#### DATASET RECORDS
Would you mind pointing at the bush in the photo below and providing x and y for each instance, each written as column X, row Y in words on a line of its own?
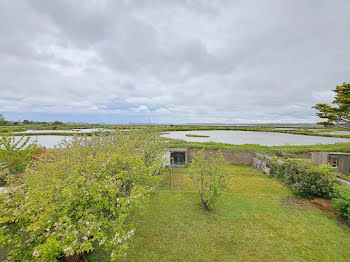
column 4, row 172
column 77, row 197
column 341, row 200
column 305, row 179
column 208, row 175
column 18, row 153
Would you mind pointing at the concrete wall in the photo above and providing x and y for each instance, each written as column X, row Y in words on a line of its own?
column 343, row 163
column 230, row 156
column 320, row 158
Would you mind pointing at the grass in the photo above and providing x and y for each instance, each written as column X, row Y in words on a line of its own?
column 289, row 151
column 252, row 221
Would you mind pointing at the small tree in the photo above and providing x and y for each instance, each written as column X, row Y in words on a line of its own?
column 208, row 174
column 78, row 197
column 338, row 115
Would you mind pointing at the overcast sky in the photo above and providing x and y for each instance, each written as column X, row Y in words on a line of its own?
column 176, row 61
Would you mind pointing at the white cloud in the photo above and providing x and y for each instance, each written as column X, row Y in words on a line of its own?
column 181, row 61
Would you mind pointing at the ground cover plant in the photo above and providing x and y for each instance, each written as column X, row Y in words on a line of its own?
column 256, row 219
column 77, row 198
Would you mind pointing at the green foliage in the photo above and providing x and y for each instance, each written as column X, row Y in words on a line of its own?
column 4, row 172
column 77, row 197
column 338, row 115
column 306, row 179
column 341, row 200
column 18, row 153
column 208, row 174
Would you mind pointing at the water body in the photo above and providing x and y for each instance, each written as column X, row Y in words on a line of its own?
column 250, row 137
column 78, row 131
column 48, row 141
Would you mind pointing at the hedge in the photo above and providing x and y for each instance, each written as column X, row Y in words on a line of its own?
column 305, row 179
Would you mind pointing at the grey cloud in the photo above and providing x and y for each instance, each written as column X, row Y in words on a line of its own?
column 203, row 60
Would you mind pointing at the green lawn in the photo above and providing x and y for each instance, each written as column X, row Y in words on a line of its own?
column 253, row 221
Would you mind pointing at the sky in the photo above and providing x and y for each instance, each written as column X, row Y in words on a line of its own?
column 171, row 61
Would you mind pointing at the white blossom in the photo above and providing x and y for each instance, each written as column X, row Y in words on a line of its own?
column 36, row 253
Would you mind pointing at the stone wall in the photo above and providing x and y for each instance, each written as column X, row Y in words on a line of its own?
column 230, row 156
column 261, row 162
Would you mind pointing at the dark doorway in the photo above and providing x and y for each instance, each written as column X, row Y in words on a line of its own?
column 178, row 158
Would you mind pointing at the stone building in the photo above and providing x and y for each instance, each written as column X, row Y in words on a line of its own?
column 340, row 161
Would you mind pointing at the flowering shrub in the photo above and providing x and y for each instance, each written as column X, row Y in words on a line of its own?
column 341, row 200
column 208, row 174
column 77, row 197
column 306, row 179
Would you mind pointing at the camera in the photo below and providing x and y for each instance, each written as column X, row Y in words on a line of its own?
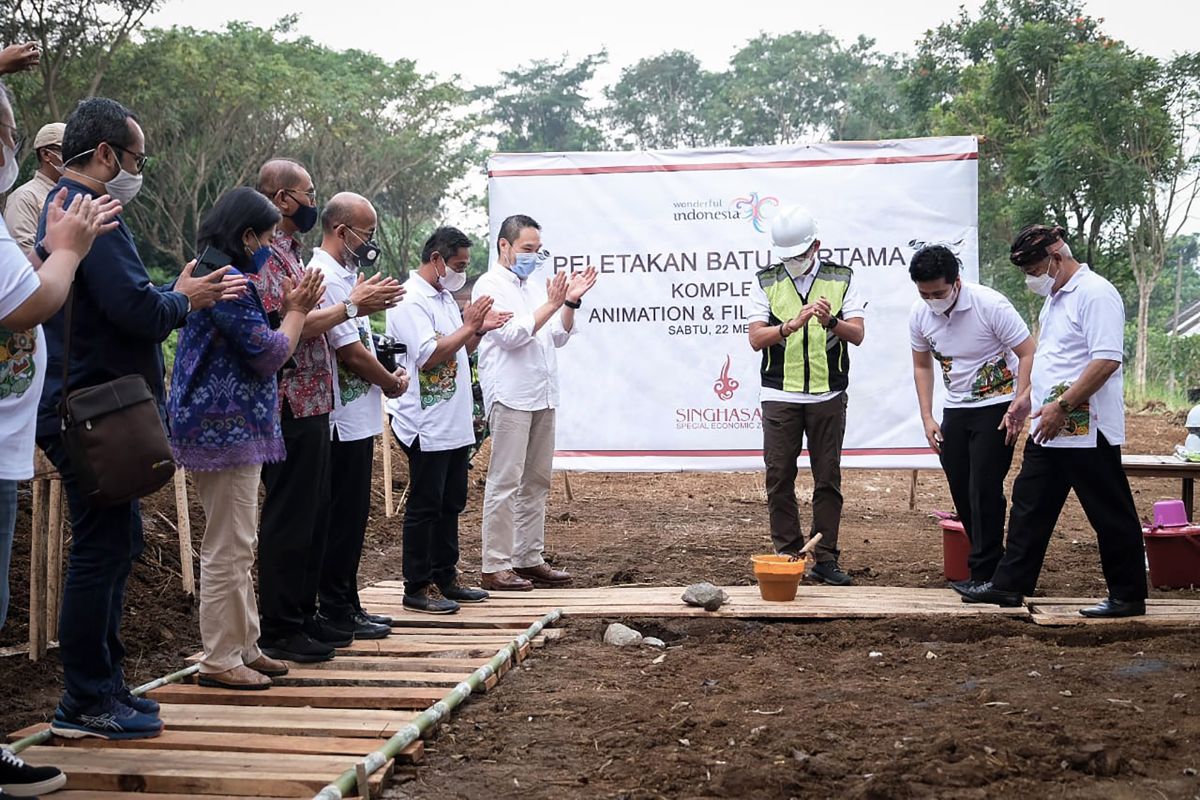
column 389, row 352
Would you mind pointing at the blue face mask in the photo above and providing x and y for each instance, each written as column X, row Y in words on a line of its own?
column 527, row 263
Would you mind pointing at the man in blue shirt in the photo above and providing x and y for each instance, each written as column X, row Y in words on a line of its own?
column 119, row 322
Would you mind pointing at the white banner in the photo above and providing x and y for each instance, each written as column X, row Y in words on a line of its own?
column 660, row 374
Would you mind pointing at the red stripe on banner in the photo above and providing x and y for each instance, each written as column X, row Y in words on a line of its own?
column 729, row 453
column 731, row 164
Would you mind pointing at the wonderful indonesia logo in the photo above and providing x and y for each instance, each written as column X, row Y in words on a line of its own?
column 751, row 208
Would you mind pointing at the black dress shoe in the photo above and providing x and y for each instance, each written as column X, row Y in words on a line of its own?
column 378, row 619
column 831, row 573
column 299, row 647
column 463, row 594
column 985, row 593
column 322, row 629
column 1114, row 607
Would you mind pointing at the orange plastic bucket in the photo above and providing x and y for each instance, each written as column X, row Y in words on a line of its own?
column 778, row 576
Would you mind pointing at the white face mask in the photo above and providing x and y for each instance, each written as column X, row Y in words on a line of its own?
column 10, row 169
column 1039, row 284
column 453, row 281
column 124, row 187
column 942, row 305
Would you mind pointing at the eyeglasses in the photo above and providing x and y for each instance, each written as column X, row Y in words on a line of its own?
column 139, row 158
column 18, row 139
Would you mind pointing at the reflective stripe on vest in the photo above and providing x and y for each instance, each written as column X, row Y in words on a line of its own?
column 811, row 360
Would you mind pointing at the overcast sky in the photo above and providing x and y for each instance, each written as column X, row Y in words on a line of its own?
column 478, row 40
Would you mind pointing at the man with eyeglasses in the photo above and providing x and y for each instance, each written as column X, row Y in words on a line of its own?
column 1077, row 433
column 294, row 519
column 119, row 322
column 24, row 204
column 348, row 226
column 519, row 373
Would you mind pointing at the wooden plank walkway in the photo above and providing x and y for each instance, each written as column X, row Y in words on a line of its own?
column 297, row 737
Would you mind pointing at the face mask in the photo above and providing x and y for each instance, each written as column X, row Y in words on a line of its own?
column 453, row 281
column 526, row 264
column 10, row 169
column 1039, row 284
column 942, row 305
column 124, row 187
column 305, row 217
column 366, row 253
column 798, row 265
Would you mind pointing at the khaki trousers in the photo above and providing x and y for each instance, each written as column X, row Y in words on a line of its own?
column 517, row 487
column 228, row 609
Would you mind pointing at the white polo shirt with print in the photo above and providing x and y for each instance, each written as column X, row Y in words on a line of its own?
column 972, row 344
column 1081, row 322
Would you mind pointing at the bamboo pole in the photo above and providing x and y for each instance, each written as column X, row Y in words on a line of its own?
column 389, row 510
column 37, row 572
column 431, row 716
column 54, row 561
column 184, row 527
column 43, row 735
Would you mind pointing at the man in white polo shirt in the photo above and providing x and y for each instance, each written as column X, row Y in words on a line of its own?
column 435, row 419
column 519, row 373
column 347, row 246
column 1077, row 434
column 985, row 354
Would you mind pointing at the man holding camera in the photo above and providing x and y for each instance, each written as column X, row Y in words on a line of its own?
column 433, row 420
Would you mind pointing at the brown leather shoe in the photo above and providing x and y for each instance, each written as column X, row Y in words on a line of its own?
column 544, row 575
column 240, row 678
column 504, row 581
column 269, row 667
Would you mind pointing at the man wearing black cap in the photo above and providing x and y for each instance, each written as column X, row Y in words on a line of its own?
column 1077, row 433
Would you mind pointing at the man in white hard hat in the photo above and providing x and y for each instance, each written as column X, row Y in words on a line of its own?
column 804, row 314
column 24, row 205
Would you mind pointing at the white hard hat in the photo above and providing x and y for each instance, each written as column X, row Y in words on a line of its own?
column 792, row 232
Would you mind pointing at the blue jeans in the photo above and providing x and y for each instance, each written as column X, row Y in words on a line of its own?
column 105, row 545
column 7, row 524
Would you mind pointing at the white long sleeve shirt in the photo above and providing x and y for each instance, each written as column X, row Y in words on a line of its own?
column 519, row 367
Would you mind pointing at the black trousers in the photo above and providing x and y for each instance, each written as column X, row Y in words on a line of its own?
column 292, row 531
column 349, row 505
column 1047, row 475
column 785, row 427
column 976, row 462
column 437, row 494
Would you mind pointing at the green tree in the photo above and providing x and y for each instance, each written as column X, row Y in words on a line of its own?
column 543, row 107
column 664, row 102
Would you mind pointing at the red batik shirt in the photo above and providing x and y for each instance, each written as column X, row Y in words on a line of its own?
column 309, row 386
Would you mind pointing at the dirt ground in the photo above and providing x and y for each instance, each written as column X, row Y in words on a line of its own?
column 999, row 708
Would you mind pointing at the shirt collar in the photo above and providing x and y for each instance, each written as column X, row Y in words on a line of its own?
column 507, row 272
column 1073, row 282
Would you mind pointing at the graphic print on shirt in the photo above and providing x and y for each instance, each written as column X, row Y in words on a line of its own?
column 349, row 384
column 17, row 367
column 993, row 379
column 947, row 362
column 438, row 383
column 1079, row 419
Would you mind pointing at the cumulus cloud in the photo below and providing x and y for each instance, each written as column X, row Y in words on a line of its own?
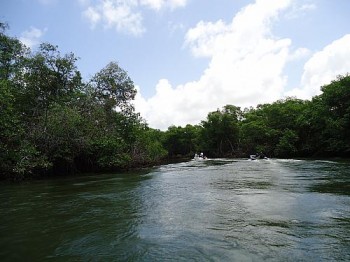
column 159, row 4
column 125, row 16
column 323, row 67
column 31, row 37
column 246, row 68
column 116, row 14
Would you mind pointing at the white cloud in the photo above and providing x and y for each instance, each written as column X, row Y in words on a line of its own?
column 323, row 67
column 159, row 4
column 300, row 9
column 116, row 14
column 31, row 37
column 125, row 16
column 246, row 68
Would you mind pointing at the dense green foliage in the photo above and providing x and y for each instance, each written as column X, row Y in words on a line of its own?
column 54, row 122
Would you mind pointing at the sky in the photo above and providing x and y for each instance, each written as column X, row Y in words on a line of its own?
column 191, row 57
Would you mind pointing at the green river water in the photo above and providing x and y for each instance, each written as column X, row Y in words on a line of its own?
column 213, row 210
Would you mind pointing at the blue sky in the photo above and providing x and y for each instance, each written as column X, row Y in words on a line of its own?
column 190, row 57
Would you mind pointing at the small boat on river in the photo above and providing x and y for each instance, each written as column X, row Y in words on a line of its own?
column 257, row 156
column 199, row 157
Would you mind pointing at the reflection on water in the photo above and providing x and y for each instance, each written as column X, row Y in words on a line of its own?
column 215, row 210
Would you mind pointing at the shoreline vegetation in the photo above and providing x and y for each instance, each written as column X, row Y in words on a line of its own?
column 53, row 122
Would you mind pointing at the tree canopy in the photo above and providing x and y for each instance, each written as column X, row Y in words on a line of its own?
column 54, row 122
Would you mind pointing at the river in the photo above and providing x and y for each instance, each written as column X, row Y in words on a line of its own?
column 213, row 210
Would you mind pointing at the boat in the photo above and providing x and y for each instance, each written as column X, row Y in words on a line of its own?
column 199, row 157
column 257, row 156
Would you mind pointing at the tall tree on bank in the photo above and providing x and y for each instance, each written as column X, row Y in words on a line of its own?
column 220, row 133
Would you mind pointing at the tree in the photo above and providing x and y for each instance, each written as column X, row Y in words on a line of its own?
column 220, row 133
column 113, row 88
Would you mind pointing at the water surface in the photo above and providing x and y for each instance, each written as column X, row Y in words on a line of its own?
column 214, row 210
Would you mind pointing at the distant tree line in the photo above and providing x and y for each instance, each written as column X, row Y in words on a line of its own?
column 54, row 122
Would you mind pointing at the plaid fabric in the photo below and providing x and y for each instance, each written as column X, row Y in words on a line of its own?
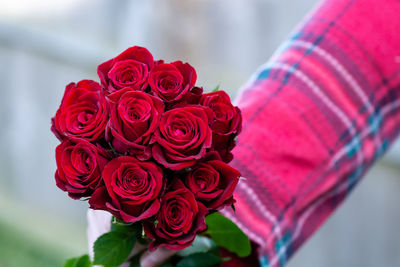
column 316, row 116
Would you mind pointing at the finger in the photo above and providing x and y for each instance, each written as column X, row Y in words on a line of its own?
column 154, row 259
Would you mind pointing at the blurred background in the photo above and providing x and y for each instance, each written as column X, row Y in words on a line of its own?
column 46, row 44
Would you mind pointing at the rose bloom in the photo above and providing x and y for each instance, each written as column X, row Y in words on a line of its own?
column 131, row 189
column 130, row 69
column 213, row 183
column 180, row 218
column 226, row 123
column 134, row 117
column 183, row 137
column 172, row 81
column 83, row 112
column 80, row 165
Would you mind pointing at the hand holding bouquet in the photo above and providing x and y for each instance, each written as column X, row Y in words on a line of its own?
column 149, row 147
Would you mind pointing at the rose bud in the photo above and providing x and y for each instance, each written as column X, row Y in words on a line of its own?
column 134, row 117
column 129, row 69
column 183, row 137
column 213, row 183
column 172, row 81
column 80, row 165
column 226, row 123
column 83, row 112
column 180, row 218
column 132, row 189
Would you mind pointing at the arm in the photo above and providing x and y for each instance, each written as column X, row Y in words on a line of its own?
column 316, row 117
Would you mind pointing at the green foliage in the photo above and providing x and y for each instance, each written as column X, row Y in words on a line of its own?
column 202, row 259
column 83, row 261
column 200, row 244
column 226, row 234
column 113, row 248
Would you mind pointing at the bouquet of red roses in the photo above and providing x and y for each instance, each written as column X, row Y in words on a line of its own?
column 149, row 147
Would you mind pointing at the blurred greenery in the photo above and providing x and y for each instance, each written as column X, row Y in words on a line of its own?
column 30, row 237
column 17, row 249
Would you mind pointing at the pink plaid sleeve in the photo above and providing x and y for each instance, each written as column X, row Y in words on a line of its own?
column 316, row 116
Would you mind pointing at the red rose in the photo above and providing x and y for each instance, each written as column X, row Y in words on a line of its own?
column 80, row 164
column 129, row 69
column 132, row 189
column 134, row 117
column 182, row 137
column 226, row 123
column 213, row 183
column 180, row 218
column 172, row 81
column 83, row 112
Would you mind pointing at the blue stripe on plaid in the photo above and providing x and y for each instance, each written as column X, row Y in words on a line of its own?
column 375, row 122
column 353, row 146
column 265, row 73
column 264, row 261
column 284, row 250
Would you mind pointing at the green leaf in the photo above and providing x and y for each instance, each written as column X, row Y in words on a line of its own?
column 226, row 234
column 199, row 260
column 120, row 226
column 215, row 89
column 167, row 264
column 200, row 244
column 83, row 261
column 113, row 248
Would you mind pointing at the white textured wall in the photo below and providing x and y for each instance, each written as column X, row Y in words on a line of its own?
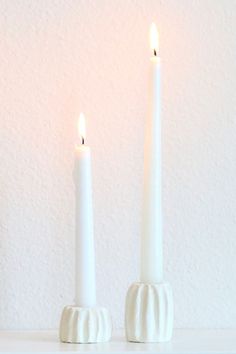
column 59, row 57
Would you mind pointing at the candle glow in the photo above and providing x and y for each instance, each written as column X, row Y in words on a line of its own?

#### TASK INSTRUCTIONS
Reproduce the records above word for word, starting at their first line and ending at the line that contains "column 320, row 158", with both of those lines included. Leave the pictures out of your copy.

#### WORKED SOLUTION
Would you mind pointing at the bush in the photo below and providing x and y for each instance, each written as column X, row Y in words on a line of its own?
column 4, row 172
column 77, row 197
column 341, row 200
column 305, row 179
column 208, row 175
column 18, row 153
Would you mind pointing at the concrete wall in the photo above and providing x and y for each instance, each written as column X, row Y in words on a line of its own?
column 343, row 163
column 230, row 156
column 320, row 158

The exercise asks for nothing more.